● Exercise aim
Begin with the line holding "Drop a marker on every instance of the goal net, one", then print every line after it through the end of the data, exactly and with nothing added.

● Information shown

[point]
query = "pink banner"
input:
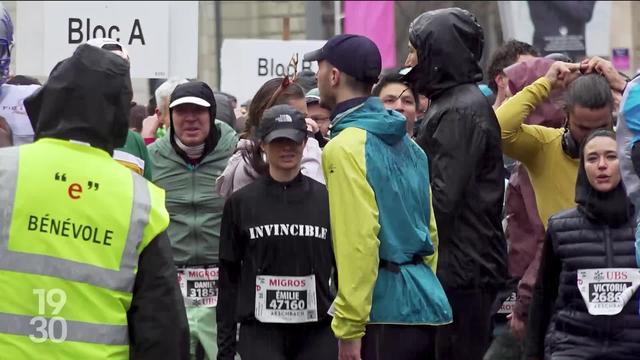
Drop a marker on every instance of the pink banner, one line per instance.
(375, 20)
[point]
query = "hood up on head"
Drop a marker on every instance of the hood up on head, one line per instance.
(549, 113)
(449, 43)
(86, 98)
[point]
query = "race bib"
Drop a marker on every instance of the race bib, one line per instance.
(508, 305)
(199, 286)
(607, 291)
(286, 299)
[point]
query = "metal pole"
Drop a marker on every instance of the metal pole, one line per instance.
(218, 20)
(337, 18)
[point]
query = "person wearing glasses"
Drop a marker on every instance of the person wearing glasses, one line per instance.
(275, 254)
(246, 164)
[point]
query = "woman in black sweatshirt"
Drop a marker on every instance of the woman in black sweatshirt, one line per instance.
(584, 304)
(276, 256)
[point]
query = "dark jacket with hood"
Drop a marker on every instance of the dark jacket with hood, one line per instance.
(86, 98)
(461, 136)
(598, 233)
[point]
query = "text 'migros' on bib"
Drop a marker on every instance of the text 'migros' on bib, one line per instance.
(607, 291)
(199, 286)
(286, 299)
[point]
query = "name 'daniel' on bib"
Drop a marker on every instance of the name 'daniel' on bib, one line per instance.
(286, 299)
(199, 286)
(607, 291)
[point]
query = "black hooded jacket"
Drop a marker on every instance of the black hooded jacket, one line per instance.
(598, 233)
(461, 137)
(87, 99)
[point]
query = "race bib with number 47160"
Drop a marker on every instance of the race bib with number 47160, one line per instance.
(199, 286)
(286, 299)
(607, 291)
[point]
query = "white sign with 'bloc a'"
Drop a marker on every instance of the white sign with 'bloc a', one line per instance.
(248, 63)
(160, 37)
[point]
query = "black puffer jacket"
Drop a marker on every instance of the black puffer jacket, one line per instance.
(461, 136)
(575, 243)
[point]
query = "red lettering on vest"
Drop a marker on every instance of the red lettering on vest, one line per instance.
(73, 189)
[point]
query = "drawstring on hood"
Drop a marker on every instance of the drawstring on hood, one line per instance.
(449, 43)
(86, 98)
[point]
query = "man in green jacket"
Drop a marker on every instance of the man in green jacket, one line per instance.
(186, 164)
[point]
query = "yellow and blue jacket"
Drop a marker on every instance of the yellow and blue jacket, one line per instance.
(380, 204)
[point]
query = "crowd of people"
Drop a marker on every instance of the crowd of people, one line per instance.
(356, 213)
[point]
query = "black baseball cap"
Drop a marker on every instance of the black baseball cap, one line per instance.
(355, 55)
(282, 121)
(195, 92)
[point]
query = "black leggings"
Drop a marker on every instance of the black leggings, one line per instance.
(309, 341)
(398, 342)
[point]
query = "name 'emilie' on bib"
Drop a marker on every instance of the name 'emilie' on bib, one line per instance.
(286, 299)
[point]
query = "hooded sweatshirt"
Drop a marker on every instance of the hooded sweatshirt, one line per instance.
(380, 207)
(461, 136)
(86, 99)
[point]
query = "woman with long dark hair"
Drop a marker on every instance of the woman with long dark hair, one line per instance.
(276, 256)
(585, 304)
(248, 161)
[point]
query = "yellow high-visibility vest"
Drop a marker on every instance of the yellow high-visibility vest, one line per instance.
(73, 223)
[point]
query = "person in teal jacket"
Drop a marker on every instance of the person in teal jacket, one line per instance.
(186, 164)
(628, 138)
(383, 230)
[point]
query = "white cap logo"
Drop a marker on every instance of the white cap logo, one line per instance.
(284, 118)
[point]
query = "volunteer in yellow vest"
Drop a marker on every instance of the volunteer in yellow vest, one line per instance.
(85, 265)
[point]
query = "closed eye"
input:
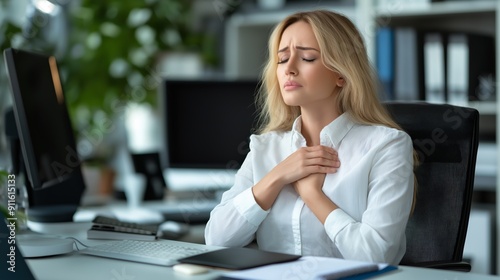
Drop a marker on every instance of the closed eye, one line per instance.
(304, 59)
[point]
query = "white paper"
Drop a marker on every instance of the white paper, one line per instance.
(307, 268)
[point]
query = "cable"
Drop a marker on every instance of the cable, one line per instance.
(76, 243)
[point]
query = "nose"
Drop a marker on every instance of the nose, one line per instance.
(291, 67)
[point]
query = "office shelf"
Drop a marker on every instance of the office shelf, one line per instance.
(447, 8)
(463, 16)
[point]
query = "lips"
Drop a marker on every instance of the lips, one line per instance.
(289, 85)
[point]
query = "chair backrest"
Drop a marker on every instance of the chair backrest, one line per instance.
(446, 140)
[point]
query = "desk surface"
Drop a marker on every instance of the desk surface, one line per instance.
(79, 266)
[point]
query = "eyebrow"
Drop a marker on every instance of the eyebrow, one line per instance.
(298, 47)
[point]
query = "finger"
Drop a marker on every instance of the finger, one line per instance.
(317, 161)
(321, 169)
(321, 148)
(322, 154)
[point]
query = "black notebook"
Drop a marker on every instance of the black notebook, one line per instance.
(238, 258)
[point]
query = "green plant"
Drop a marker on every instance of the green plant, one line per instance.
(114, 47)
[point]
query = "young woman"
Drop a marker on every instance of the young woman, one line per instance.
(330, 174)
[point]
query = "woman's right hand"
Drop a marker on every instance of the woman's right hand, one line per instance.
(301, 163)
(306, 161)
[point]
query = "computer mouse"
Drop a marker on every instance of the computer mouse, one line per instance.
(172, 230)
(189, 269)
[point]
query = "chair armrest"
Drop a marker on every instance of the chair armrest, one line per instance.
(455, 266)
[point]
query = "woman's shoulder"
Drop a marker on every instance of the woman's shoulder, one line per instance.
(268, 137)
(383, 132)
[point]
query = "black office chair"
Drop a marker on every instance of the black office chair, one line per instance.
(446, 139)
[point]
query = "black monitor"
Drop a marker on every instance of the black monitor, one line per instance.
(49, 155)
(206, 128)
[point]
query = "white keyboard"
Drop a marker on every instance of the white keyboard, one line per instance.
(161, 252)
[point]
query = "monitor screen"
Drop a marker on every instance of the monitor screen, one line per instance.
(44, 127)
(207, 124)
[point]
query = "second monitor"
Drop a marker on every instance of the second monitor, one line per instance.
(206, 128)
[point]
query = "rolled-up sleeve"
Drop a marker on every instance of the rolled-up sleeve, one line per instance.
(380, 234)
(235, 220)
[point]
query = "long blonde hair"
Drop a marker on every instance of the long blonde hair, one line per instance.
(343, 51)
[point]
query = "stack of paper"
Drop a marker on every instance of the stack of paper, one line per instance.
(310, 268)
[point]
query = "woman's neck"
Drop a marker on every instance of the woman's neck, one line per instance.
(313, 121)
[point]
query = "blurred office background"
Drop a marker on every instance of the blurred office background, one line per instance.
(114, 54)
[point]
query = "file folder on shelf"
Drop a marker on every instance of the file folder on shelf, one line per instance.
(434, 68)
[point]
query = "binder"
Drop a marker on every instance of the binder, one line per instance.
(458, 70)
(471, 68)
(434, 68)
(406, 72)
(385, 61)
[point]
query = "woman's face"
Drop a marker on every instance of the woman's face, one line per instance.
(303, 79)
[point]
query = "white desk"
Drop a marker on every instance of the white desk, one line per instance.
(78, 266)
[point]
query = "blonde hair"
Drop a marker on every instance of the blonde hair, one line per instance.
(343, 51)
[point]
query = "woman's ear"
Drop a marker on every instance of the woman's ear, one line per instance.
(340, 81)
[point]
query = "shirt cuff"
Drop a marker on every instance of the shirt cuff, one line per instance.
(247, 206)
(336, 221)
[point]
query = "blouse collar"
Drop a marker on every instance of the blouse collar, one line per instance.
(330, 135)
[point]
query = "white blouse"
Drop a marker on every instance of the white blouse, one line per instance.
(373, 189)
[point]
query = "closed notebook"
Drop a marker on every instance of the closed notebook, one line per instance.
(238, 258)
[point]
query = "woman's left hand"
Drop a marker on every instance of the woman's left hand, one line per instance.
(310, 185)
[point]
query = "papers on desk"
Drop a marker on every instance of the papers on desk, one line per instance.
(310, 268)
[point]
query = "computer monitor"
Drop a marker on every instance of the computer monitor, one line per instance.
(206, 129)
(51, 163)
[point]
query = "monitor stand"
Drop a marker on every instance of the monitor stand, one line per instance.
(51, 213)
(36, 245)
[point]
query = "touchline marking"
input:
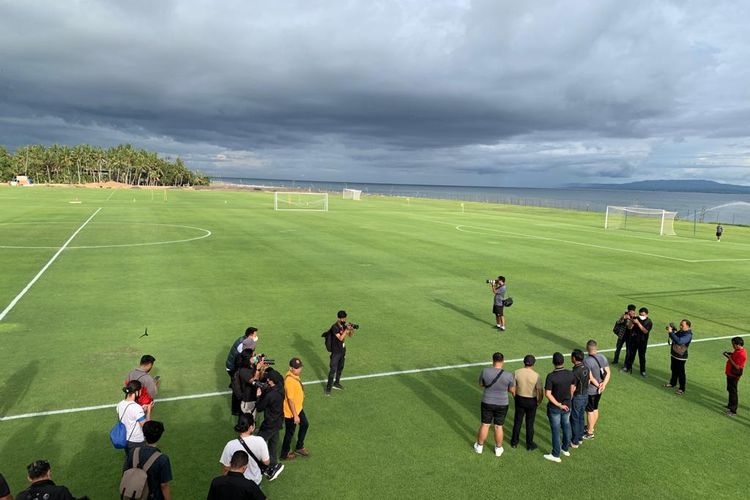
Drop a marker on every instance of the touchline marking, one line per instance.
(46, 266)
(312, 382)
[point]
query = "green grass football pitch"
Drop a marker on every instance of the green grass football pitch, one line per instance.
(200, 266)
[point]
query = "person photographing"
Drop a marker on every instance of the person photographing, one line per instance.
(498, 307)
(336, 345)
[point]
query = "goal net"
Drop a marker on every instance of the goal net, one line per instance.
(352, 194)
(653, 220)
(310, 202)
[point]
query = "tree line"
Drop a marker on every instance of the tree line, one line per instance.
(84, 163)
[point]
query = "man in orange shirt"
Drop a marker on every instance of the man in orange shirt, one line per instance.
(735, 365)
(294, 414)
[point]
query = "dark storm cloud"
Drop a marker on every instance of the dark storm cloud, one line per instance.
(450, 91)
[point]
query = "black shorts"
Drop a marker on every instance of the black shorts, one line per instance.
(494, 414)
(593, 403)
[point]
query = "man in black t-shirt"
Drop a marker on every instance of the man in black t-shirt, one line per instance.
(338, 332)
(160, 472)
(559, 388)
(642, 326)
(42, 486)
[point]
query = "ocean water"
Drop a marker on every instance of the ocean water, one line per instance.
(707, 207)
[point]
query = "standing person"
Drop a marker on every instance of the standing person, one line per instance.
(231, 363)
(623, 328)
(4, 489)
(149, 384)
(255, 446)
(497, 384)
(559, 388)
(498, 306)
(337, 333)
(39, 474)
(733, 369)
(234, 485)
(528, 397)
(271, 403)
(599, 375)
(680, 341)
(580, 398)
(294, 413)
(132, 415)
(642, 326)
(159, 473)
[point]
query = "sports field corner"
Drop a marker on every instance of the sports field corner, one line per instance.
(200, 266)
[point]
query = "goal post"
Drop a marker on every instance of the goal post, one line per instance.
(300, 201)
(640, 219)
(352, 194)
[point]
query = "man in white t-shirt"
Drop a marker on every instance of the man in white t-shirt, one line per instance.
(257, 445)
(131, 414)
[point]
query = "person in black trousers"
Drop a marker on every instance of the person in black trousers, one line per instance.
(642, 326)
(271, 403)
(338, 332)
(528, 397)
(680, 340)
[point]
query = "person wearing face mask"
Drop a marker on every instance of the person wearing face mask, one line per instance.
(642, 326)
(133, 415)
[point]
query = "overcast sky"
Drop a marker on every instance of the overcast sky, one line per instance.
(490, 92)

● Your solution
Drop a marker on every instance of the goal net, one line per instance.
(352, 194)
(653, 220)
(310, 202)
[point]
query = "tree line"
Drop a marker on every instance of the tree line, one line per instance.
(84, 163)
[point]
query = "man in orange shirt"
Drop a marker on every instance of the man in orange shirt, one line per instance.
(735, 365)
(294, 414)
[point]
query = "dark storm cloud"
Drop a marker on every instance of the dark storm cloud, one line per instance.
(450, 91)
[point]
query = "black shorts"
Drop a marker on every instance of the black shorts, one line per instance.
(494, 414)
(593, 403)
[point]
query = "man in black t-shirt"
Drop a marker on every instance of the man in black t-shirt, one line per instance.
(338, 332)
(160, 472)
(559, 388)
(642, 326)
(42, 486)
[point]
query = "ocean water"
Drop a marker on every instance of the ocean water, one line per instance.
(707, 207)
[point]
query = "standing person"
Drop a marker on every instance of the standing person, one line per instance.
(231, 363)
(623, 328)
(4, 489)
(149, 384)
(255, 446)
(497, 384)
(559, 388)
(498, 306)
(337, 333)
(39, 474)
(733, 369)
(234, 485)
(528, 397)
(271, 403)
(599, 375)
(680, 341)
(580, 398)
(294, 413)
(132, 415)
(642, 326)
(159, 473)
[point]
query = "sports field corner"
Drop a marker on every instance of the sports field corner, one line per instance.
(200, 266)
[point]
query = "goal post"
Drop a marker on every instance of the goal post, one line per instance.
(300, 201)
(640, 219)
(352, 194)
[point]
query = "man in white t-shirt"
Drop a marker on every instance of the man in white t-shirt, one line per instance.
(257, 445)
(131, 414)
[point]
query = "person in black trousers"
Drop a marker on every instance of the person in black trousers, one line per instance.
(642, 326)
(271, 403)
(338, 332)
(528, 397)
(680, 340)
[point]
query = "person wearing face mask"
Drop a marker on every instance of the person wearing face mask, one line per instance.
(642, 326)
(133, 415)
[point]
query = "overcast sky"
Drop a marker on every instance of the overcast sky, one line per instance.
(490, 92)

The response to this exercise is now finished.